MARCO CANTINI  "Zero moltiplica tutto"
   (2024 )

Questo disco esce a fine novembre 2023 per Radici Music ed è il quarto nella carriera da cantautore di Marco Cantini, artista toscano con alla base un diploma di liceo artistico e una laurea in architettura.

La grafica della copertina, realizzata dal pittore Gianni Dorigo, richiama alla memoria il disegno presente sul disco “Ho visto anche degli zingari felici” di Claudio Lolli, cantautore che sembra aver ispirato Cantini anche dal punto di vista musicale. Mentre le bandiere raffigurate nel caso di Lolli sono tutte rosse, alludendo al comunismo come possibile soluzione ai mali sociali, quelle dell’album di Cantini sono nella maggior parte bianche, facendo quindi pensare alla pace… ma una bandiera rossa, più ridotta come dimensioni rispetto a quelle bianche, si può notare anche qui.

Il titolo del progetto, “Zero moltiplica tutto”, sembra promettere tutt’altro che felicità. Se si pensa alla tabellina dello zero imparata nei primi anni di scuola, si nota che i risultati, indipendentemente dal fattore che viene moltiplicato per zero, sono tutti uguali a zero. L’idea è probabilmente quella per cui tutti gli sforzi che facciamo nella vita (individuale e sociale) sono inutili, in quanto tutti portano verso il nulla. Infatti, nel brano “Milionari di lacrime”, che tratta di Pablo Neruda, Cantini lo afferma in modo esplicito: “Essere nati così, senza motivo”. Al cantautore manca quindi uno sguardo rivolto verso il futuro (un’utopia) oppure verso l’alto (una trascendenza) che possa dare alla vita un motivo e un senso… Dunque tutto si azzera.

I testi dei brani, scritti quasi tutti da Marco Cantini – tranne quello di “Camminando e cantando”, omaggio al cantautore brasiliano Geraldo Vandré, tradotto da Sergio Endrigo e Sergio Bardotti – raccontano di alcune figure segnanti della storia dell’arte e della letteratura, tutte avendo in comune la lotta contro i regimi fascisti e militaristi, sebbene in alcune canzoni l’autore abbandoni il discorso storico-sociale e si riferisca esclusivamente alla tristezza della propria vita, al tempo che passa e fa lasciare indietro i ricordi, alle perdite delle persone care.

- - -

# CONSEGNA 1
Nella recensione di "Zero moltiplica tutto", chi ha realizzato la grafica della copertina?
# CONSEGNA 2
Scrivi tutte le persone citate per nome nella recensione di "Zero moltiplica tutto".

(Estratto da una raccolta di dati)
- - -

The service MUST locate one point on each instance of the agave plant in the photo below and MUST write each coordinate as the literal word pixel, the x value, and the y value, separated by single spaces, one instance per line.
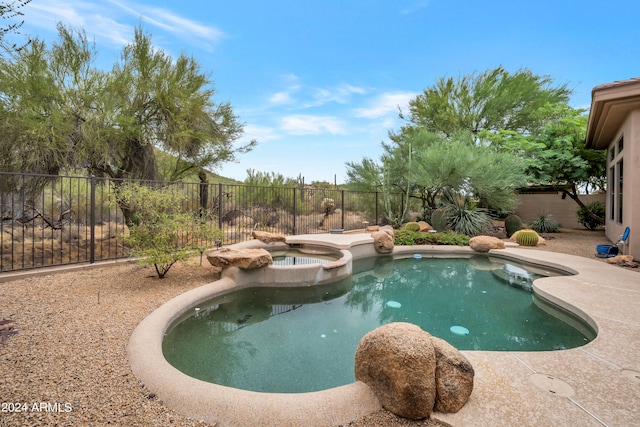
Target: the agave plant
pixel 545 223
pixel 464 217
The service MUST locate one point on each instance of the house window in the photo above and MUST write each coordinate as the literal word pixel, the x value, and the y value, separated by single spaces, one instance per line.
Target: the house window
pixel 614 181
pixel 621 144
pixel 612 192
pixel 619 176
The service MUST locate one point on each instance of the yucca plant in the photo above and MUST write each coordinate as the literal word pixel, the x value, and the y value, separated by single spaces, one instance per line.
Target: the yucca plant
pixel 464 217
pixel 545 223
pixel 512 223
pixel 527 237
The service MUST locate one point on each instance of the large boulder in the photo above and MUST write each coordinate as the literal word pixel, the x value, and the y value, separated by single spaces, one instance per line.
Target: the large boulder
pixel 454 377
pixel 485 243
pixel 383 239
pixel 266 237
pixel 398 362
pixel 245 258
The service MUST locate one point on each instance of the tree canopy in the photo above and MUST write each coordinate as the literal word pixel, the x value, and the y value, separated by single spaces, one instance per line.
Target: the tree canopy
pixel 60 112
pixel 493 100
pixel 9 11
pixel 484 135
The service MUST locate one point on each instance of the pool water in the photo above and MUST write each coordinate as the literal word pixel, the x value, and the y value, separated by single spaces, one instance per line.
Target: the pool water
pixel 302 340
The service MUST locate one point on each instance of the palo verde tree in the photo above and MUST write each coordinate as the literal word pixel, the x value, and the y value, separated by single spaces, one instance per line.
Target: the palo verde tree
pixel 61 113
pixel 492 101
pixel 427 166
pixel 557 154
pixel 10 11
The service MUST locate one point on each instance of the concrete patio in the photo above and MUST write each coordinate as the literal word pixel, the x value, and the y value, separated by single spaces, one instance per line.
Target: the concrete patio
pixel 594 385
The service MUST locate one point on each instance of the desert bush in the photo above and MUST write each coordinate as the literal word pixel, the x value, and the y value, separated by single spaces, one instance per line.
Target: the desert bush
pixel 438 220
pixel 527 237
pixel 545 223
pixel 405 237
pixel 164 233
pixel 589 223
pixel 412 225
pixel 512 223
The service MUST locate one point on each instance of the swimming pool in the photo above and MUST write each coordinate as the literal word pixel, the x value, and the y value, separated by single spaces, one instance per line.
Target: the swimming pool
pixel 304 339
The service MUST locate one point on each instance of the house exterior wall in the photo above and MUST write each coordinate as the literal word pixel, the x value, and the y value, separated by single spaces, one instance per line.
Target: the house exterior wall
pixel 630 130
pixel 563 210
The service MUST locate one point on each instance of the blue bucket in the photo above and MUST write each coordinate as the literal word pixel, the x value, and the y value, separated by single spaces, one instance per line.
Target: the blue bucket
pixel 607 250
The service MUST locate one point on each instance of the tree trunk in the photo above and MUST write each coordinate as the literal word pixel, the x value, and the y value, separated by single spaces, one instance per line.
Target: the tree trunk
pixel 573 194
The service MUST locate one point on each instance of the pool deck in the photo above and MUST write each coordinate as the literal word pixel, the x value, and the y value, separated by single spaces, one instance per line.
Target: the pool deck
pixel 597 384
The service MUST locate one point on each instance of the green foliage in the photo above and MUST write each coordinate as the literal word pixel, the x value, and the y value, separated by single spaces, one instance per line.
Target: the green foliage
pixel 412 225
pixel 557 154
pixel 590 223
pixel 527 237
pixel 327 205
pixel 9 11
pixel 492 101
pixel 544 223
pixel 421 165
pixel 438 220
pixel 59 111
pixel 405 237
pixel 464 217
pixel 164 231
pixel 512 223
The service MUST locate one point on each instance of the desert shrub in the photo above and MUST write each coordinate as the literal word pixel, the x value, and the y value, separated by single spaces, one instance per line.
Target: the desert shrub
pixel 405 237
pixel 413 226
pixel 437 220
pixel 164 233
pixel 589 223
pixel 527 237
pixel 464 217
pixel 512 223
pixel 545 223
pixel 327 205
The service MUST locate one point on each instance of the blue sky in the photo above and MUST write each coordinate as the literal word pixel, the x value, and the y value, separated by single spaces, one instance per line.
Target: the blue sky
pixel 319 83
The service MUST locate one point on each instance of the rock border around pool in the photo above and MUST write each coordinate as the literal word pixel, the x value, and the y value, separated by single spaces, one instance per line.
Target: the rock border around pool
pixel 225 406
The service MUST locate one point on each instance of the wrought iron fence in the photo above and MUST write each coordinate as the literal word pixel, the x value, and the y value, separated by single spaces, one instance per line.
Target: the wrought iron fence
pixel 49 220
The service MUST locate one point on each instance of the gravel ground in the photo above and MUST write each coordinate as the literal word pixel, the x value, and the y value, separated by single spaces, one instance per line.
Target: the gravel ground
pixel 67 363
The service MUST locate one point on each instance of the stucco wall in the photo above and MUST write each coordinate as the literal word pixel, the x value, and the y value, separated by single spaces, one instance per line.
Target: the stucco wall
pixel 631 206
pixel 562 210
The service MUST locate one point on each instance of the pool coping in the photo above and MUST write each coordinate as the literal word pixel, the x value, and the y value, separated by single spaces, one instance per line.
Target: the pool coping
pixel 600 376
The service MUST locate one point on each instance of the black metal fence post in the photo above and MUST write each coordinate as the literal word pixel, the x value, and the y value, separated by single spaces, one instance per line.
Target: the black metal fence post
pixel 295 209
pixel 343 209
pixel 92 221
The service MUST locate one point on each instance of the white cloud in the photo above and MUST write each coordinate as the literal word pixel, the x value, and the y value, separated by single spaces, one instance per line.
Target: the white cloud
pixel 341 94
pixel 414 7
pixel 301 124
pixel 186 29
pixel 385 105
pixel 281 98
pixel 96 20
pixel 259 133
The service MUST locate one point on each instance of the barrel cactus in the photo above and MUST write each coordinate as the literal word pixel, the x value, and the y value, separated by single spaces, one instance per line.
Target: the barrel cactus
pixel 412 226
pixel 512 223
pixel 527 237
pixel 438 221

- - -

# RISPOSTA SVOLTA 1
Il pittore Gianni Dorigo.

# RISPOSTA SVOLTA 2
Marco Cantini, Gianni Dorigo, Claudio Lolli, Pablo Neruda, Geraldo Vandré, Sergio Endrigo, Sergio Bardotti.